From heroin and cocaine to sex and lies, Tetris and the ponies, the spectrum of human addictions is vast. But for Dr. Nora D. Volkow, the neuroscientist in charge of the National Institute on Drug Abuse, they all boil down to pretty much the same thing.
Profiles in Science
Nora D. Volkow
This is the first in an occasional series of articles and videos about leaders in science.
Jessica Kourkounis for The New York Times
She must say it a dozen times a day: Addiction is all about the dopamine. The pleasure, pain and devilish problem of control are simply the detritus left by waves of this little molecule surging and retreating deep in the brain.
A driven worker with a colorful family history and a bad chocolate problem of her own, Dr. Volkow (pronounced VOHL-kuv), 55, has devoted her career to studying this chemical tide. And now, eight years into her tenure at the institute, the pace of addiction research is accelerating, propelled by a nationwide emergency that has sent her agency, with a $1.09 billion budget, into crisis mode.
The toll from soaring rates of prescription drug abuse, including both psychiatric medications and drugs for pain, has begun to dwarf that of the usual illegal culprits. Hospitalizations related to prescription drugs are up fivefold in the last decade, and overdose deaths up fourfold. More high school seniors report recreational use of tranquilizers or prescription narcotics, like OxyContin and Vicodin, than heroin and cocaine combined.

- [SUPPLIED RECORDS]:
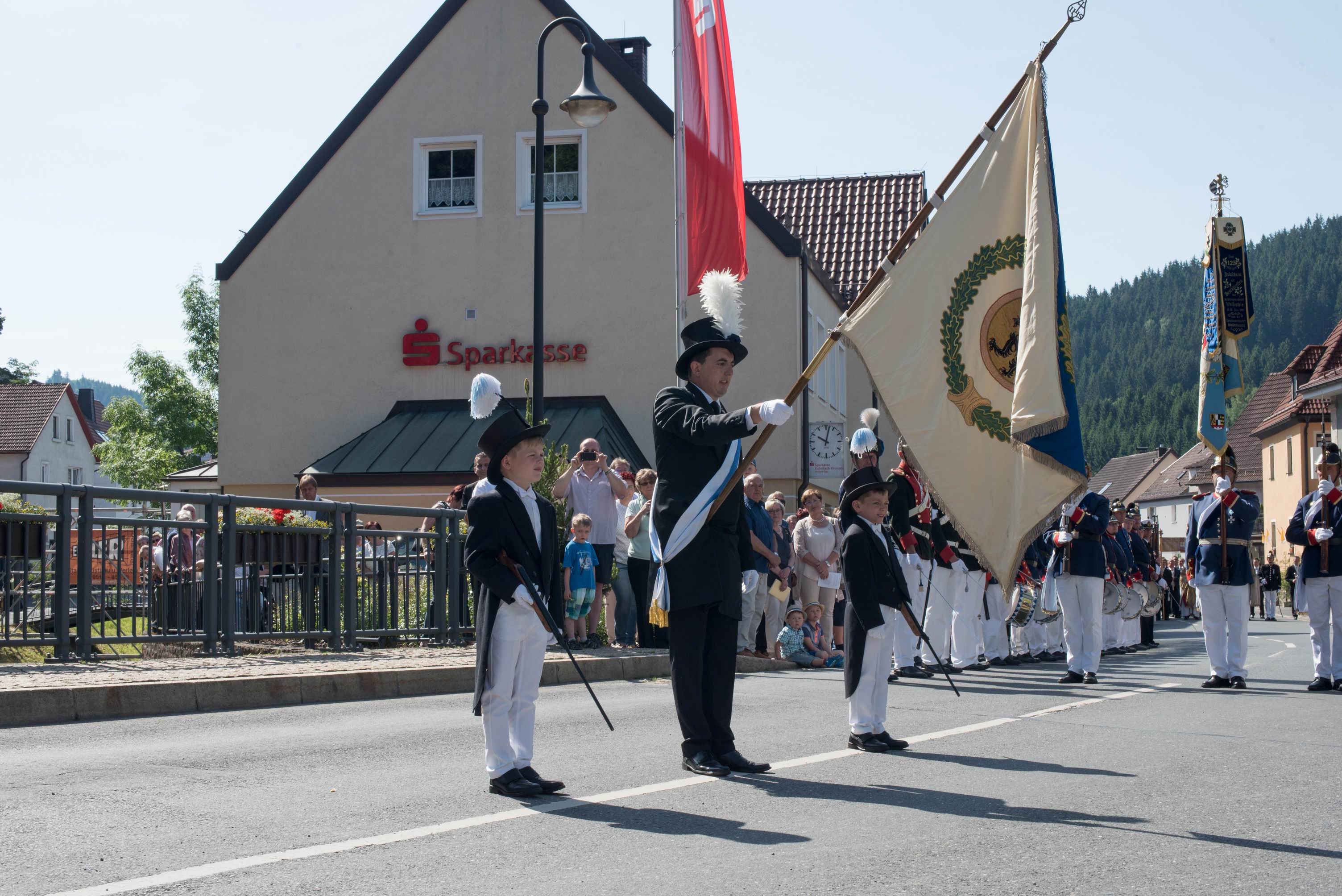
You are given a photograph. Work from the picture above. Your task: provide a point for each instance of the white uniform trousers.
(967, 632)
(867, 705)
(1226, 627)
(915, 577)
(995, 627)
(940, 591)
(1324, 604)
(512, 684)
(1083, 600)
(1270, 604)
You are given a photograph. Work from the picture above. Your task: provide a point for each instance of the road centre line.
(212, 870)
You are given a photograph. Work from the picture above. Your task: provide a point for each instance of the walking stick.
(544, 615)
(1075, 12)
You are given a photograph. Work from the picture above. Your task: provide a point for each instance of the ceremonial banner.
(710, 180)
(968, 344)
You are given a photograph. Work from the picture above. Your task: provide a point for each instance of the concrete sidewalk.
(121, 689)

- [DIRECTIONS FOR THIS TASK]:
Extend the profile of Dr. Nora D. Volkow past its last paragraph. Nothing in the listing matters for what comes next.

- [WRITTEN ANSWER]:
The numbers have alarmed drug policy experts, their foreboding heightened by the realization that the usual regulatory tools may be relatively unhelpful in this new crisis.
As Dr. Volkow said to a group of drug experts convened by the surgeon general last month to discuss the problem, “In the past, when we have addressed the issue of controlled substances, illicit or licit, we have been addressing drugs that we could remove from the earth and no one would suffer.”
But prescription drugs, she continued, have a double life: They are lifesaving yet every bit as dangerous as banned substances. “The challenges we face are much more complex,” Dr. Volkow said, “because we need to address the needs of patients in pain, while protecting those at risk for substance use disorders.”
In other words, these drugs must be somehow legal and illegal, encouraged yet discouraged, tightly regulated yet easily available.
The experts are looking to the institute for scientific tools that might help by loosening the tight bonds between pain relief and addiction in the brain.
And that, Dr. Volkow told her audience with a small smile, is all about the dopamine.
She knows a little about dopamine firsthand: She is a dedicated runner and a helpless pawn in face of dark chocolate. Her most significant long-term addiction, though, has been to the science of scanning the brain with techniques that expose its workings like a map, a passion she has pursued like a guided missile since medical school.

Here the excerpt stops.